__Exercise instructions__
Your answer should be every line of the records that contains the word "cabinet", copied as it stands.
# # #
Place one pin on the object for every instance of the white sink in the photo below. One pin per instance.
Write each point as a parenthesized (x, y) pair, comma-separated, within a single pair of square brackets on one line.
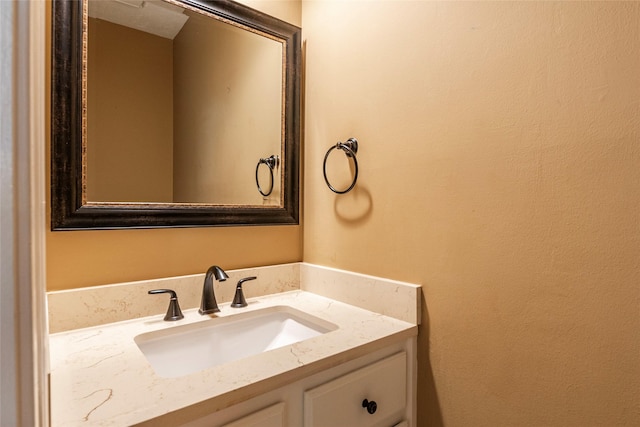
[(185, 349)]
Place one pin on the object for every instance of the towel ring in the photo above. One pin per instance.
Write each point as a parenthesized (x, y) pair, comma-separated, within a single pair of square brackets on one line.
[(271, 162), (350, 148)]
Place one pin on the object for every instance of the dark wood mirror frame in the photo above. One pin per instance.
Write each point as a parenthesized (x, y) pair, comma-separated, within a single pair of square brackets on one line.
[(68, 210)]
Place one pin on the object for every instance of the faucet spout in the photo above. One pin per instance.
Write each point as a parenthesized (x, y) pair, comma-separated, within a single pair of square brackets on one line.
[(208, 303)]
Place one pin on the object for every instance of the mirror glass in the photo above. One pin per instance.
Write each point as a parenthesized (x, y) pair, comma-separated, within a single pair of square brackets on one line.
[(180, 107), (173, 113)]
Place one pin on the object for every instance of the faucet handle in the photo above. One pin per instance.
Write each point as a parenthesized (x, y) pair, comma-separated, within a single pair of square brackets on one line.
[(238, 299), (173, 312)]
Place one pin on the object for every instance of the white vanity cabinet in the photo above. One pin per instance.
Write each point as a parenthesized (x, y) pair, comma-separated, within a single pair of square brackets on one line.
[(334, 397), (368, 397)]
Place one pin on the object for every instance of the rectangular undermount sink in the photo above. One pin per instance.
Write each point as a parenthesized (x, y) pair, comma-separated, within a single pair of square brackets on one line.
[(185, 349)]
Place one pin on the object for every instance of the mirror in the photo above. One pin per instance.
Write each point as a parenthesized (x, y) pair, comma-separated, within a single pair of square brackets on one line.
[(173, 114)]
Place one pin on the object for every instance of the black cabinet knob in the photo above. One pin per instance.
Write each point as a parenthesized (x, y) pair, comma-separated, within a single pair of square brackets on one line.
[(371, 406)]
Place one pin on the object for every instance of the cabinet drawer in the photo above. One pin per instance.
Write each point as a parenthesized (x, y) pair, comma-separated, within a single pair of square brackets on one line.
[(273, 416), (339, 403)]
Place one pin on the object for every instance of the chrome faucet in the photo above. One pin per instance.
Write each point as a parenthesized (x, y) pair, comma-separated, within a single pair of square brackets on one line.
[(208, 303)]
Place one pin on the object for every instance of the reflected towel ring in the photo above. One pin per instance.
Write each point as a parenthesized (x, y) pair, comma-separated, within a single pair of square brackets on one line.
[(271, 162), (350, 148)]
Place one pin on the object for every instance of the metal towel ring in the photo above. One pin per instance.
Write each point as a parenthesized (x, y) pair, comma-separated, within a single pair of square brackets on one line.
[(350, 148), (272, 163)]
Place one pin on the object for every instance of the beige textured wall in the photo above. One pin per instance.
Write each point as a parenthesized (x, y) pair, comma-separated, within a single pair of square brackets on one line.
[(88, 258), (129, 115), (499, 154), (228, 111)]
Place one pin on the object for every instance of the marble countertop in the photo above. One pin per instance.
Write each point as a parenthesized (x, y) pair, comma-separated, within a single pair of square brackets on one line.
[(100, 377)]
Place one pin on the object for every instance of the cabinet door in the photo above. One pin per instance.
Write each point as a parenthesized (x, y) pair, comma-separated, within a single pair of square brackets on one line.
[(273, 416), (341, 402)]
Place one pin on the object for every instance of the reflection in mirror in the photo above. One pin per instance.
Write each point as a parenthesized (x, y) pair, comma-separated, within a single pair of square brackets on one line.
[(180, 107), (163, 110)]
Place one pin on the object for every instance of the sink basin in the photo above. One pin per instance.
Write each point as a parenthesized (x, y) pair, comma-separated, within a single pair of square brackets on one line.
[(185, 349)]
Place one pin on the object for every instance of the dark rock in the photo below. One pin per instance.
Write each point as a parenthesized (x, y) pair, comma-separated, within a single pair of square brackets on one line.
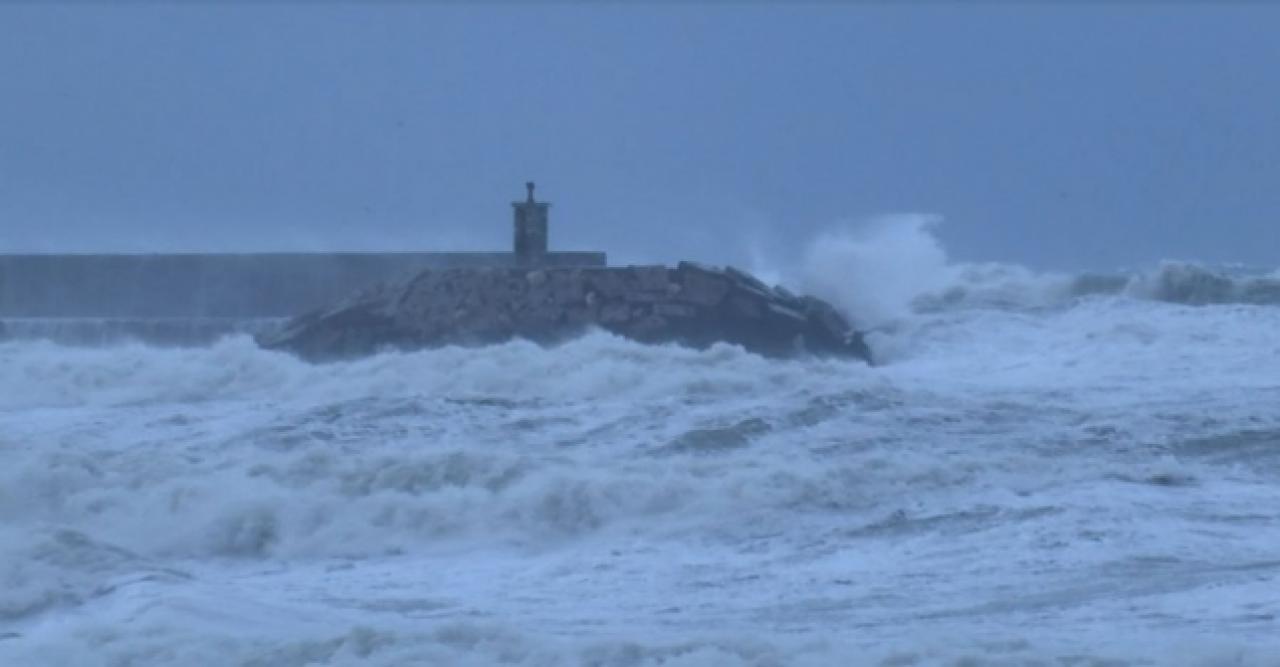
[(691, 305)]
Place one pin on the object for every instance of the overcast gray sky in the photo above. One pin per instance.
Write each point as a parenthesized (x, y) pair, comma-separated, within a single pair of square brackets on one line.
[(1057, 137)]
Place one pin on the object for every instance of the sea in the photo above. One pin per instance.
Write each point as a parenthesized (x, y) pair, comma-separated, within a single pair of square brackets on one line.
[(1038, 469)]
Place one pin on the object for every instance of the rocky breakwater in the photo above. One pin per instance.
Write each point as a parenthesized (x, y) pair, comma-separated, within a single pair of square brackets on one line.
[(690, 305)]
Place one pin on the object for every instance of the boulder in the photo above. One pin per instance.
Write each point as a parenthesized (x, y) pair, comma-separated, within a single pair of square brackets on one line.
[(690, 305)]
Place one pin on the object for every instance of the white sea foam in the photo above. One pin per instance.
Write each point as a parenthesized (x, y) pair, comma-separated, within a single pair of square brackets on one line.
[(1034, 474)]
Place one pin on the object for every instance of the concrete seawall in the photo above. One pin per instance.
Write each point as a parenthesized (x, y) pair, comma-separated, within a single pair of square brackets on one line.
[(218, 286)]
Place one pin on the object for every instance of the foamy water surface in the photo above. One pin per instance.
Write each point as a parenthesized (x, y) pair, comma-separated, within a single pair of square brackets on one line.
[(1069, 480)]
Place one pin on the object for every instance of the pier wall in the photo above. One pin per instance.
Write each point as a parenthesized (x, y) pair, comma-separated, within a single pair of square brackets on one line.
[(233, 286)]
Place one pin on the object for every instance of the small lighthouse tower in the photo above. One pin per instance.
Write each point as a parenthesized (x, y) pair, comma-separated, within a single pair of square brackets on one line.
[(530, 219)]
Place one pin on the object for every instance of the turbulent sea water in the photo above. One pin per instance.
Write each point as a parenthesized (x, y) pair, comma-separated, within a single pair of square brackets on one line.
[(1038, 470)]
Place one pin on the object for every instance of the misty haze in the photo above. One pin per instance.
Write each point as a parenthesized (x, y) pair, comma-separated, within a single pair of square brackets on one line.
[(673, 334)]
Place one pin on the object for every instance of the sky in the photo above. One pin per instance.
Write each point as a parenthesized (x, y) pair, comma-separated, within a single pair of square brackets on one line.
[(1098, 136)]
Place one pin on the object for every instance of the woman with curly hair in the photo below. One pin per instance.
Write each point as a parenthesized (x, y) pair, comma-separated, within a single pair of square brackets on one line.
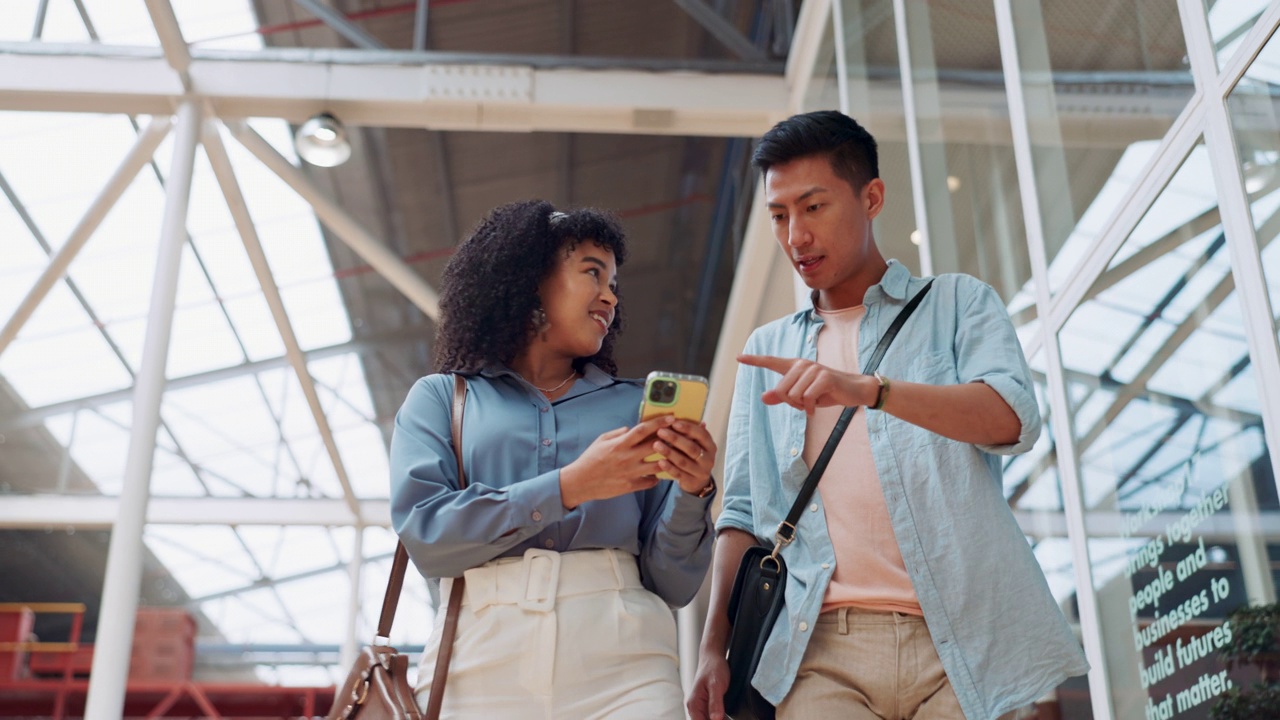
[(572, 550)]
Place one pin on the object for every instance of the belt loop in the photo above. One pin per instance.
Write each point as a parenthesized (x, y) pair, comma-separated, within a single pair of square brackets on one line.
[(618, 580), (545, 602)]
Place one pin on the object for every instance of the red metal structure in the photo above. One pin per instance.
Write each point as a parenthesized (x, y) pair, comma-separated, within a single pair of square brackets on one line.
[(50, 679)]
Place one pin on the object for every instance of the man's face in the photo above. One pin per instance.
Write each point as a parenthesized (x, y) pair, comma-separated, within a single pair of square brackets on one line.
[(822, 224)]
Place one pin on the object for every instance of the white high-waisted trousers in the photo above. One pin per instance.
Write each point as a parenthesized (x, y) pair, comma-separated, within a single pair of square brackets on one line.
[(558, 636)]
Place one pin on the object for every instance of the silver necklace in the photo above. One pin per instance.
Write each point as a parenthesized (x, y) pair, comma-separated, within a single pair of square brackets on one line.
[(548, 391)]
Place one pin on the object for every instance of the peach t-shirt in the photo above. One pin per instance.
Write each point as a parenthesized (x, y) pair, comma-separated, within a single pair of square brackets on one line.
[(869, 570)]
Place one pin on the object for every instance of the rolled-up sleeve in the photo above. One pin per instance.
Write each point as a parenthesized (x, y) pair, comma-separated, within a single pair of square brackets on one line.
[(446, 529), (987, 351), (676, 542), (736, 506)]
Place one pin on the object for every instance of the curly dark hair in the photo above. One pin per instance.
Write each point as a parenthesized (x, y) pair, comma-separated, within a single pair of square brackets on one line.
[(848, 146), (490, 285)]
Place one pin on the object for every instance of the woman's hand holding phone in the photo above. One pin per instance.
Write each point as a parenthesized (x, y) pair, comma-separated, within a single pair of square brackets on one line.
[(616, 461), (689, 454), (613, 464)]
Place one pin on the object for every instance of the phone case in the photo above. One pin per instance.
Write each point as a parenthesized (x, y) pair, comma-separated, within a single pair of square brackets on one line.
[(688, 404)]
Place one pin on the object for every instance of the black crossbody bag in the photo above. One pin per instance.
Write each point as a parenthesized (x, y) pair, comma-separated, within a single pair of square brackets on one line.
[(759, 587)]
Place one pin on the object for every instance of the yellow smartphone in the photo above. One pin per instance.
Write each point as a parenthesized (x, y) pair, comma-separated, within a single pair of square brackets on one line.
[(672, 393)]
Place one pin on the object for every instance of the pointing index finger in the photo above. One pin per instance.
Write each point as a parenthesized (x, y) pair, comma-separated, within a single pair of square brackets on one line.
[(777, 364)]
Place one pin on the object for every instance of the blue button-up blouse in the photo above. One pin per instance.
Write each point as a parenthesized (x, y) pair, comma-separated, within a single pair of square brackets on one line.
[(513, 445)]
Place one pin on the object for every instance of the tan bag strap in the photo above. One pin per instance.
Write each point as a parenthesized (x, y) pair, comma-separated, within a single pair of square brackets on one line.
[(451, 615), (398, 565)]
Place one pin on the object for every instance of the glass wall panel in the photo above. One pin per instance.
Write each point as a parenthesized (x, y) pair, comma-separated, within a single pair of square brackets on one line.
# # #
__Exercise solution__
Place one pin on the object for every instance of the white vanity cabinet in the photo above. One pin per instance.
Place one pin on the object for every instance of the black cabinet knob in the photo above. One pin per instance.
Place one pin on the object for every instance of the cabinet drawer in the photo above. One pin per instance.
Place one pin on the object for every instance of the cabinet door in the photo above. One pin per instance.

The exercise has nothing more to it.